Required work: Please reproduce word for word the stretch of entries below, from the line containing "of the football" through the end of the entries.
----- Dataset rows -----
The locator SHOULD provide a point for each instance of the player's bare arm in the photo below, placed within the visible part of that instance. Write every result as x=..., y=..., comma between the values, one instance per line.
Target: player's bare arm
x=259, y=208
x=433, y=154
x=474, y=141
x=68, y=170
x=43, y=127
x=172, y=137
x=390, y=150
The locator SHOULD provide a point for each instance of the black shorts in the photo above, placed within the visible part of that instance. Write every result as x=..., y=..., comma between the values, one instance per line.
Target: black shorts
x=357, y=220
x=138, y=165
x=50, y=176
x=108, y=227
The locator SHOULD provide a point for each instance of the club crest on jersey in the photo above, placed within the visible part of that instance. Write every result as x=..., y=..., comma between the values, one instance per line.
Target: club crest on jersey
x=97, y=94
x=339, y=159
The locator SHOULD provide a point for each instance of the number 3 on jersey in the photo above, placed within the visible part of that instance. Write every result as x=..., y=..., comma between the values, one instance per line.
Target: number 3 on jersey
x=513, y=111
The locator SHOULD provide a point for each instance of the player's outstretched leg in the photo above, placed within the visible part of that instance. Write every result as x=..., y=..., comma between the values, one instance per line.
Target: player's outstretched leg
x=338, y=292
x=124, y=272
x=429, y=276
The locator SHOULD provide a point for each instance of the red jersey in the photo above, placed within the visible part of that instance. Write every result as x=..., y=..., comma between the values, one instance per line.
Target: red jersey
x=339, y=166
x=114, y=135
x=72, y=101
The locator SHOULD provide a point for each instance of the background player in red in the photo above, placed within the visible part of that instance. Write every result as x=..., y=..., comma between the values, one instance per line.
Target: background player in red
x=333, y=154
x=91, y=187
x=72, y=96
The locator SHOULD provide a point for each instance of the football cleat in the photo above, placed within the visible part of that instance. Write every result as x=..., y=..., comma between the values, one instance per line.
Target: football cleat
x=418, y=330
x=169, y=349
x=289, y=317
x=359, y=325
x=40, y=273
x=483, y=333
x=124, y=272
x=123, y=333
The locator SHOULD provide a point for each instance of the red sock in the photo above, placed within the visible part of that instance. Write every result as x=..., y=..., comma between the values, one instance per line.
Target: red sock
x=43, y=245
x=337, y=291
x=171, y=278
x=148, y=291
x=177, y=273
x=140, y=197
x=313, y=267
-----
Exercise response:
The locator SHOULD provide a point for each instance of the football cleat in the photo above, placed within the visible part of that instance. Write every result as x=..., y=..., comma between the values, one instance per line.
Target: football cleat
x=418, y=330
x=169, y=349
x=289, y=317
x=359, y=325
x=40, y=273
x=483, y=333
x=124, y=272
x=123, y=333
The locator SHOULD provide a point for each instance of the red sock in the photo above, placed within the visible part of that instance. Write every result as x=..., y=..., comma between the values, one instance per line.
Target: red sock
x=43, y=245
x=337, y=291
x=171, y=278
x=148, y=291
x=177, y=273
x=140, y=197
x=313, y=267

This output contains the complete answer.